__Work to be completed__
Rewrite only the lines from the one containing "man in dark" through the end, with "drill" replaced by "exercise" and everything else unchanged.

__Extracted data__
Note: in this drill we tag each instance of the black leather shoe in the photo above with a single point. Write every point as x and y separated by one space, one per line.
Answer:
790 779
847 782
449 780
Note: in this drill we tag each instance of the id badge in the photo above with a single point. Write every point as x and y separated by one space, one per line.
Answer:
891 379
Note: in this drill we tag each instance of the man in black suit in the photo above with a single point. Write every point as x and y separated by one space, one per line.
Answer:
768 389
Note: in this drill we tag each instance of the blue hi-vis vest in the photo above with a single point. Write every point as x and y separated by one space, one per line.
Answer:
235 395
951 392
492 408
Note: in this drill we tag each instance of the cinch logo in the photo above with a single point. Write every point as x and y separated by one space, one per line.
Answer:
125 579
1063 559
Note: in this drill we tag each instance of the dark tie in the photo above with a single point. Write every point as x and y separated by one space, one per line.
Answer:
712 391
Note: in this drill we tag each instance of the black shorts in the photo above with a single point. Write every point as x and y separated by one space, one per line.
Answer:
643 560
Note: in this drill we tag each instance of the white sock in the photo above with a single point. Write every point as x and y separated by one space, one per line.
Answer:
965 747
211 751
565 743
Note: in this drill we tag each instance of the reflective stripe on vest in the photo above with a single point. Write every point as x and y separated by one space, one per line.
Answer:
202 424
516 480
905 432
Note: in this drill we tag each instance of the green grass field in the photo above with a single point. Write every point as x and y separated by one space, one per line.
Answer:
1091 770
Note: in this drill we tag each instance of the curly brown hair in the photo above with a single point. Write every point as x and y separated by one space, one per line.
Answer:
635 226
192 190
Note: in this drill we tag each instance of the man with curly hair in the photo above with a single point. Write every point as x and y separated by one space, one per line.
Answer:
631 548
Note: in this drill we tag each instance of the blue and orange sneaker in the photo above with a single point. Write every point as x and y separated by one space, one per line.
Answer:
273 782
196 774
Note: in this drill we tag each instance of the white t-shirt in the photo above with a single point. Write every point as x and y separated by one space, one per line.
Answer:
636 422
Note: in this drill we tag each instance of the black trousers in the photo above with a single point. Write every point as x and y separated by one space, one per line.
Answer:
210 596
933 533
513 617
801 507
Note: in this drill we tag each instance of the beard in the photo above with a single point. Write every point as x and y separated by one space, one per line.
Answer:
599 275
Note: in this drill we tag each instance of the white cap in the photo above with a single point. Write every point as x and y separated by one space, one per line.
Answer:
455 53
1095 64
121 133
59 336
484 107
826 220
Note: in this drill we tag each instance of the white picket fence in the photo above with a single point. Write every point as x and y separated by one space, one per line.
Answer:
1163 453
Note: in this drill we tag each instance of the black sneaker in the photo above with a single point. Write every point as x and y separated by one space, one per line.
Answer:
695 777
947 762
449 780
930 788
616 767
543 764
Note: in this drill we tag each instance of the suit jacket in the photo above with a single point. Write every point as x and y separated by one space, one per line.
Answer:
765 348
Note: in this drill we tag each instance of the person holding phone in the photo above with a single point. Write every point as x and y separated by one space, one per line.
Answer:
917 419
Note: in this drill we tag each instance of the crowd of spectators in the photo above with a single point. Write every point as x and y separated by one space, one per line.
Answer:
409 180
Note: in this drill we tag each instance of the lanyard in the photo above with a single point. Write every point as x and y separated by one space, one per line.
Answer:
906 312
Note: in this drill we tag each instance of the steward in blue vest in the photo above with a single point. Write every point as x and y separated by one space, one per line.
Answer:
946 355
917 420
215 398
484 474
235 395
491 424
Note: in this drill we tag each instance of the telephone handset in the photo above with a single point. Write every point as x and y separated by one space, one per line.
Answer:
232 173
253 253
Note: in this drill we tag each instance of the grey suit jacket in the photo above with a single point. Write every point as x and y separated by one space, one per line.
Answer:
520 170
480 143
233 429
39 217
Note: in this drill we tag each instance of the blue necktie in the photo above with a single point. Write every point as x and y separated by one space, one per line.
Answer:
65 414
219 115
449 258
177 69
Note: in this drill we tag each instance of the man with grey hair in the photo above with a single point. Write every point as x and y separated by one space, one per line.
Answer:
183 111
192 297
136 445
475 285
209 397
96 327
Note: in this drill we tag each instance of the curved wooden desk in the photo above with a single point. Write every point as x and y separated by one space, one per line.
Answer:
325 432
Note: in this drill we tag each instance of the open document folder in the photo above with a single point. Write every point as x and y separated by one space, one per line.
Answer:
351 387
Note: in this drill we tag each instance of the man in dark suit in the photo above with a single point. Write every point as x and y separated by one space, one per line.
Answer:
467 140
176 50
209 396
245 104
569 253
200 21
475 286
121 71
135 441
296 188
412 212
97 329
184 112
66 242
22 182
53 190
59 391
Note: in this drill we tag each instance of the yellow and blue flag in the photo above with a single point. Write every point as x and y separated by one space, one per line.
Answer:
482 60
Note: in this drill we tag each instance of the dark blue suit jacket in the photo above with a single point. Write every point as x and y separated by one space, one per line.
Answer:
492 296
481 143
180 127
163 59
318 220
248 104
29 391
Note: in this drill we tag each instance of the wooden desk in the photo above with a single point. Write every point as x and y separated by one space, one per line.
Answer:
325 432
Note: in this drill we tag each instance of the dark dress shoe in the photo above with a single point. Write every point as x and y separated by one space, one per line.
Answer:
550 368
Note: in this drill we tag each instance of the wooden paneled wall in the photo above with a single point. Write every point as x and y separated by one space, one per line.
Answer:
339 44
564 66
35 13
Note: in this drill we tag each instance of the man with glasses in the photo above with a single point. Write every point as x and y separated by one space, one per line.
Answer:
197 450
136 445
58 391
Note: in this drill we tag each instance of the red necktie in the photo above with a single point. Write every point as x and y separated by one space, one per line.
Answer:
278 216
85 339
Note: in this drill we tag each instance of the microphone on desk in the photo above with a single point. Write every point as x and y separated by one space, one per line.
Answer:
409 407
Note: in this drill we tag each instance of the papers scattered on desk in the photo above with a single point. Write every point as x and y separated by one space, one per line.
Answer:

__Output of the exercise__
Note: in this exercise we tag each instance of the man in dark suit in the photo above with a single point. Write every point as x and y separated by one space, one per line.
Answer:
467 140
176 50
209 396
245 104
569 253
200 21
475 286
121 71
135 441
296 188
412 212
97 329
184 112
66 242
22 182
53 190
59 391
Note: in this exercise we tag each instance of the yellow and blue flag in the photo above with a single point. Write every point as x and y separated by one space, one per line.
Answer:
482 60
Note: in this exercise we tag each instance of the dark blue suit jacket in the photo above with a single point. Write every point as x and y separated by one space, one per line.
Answer:
492 296
481 143
180 127
163 59
318 220
248 104
29 391
Note: in this exercise we tag each instance of the wooden desk in the photo above with a single point. Write every point as x and y separated by one space, one per line.
Answer:
325 432
Note: in this exercise we tag each instance of the dark dress shoe in the photo above with a single point. Write every point as x and y separated by one space, one per line.
Answer:
550 368
Note: in this exercise we tag each instance of the wooden paneled wall in the photo above with a single point. Write every point as x and y separated by one space, one per line.
Answer:
339 44
564 66
35 13
Note: in this exercise we tag each instance of the man with glasses in the photo above with a single point. Write every point as x and y separated by one space, one per line.
Answer:
197 450
136 445
58 391
Note: in this exercise we tag each instance of the red necktie in the photo above with a single point. Write every point as x and y separated by one space, one per line.
Answer:
278 216
85 339
Note: in this exercise we tag each instance of the microphone on desk in the photo above with a single point. Write every point as x and y separated by one space, one per line.
Answer:
409 407
Note: in this exercise we tag each instance of the papers scattered on desk in the photo above with a single point. Write every point as x and y separated by one space, one per line.
Answer:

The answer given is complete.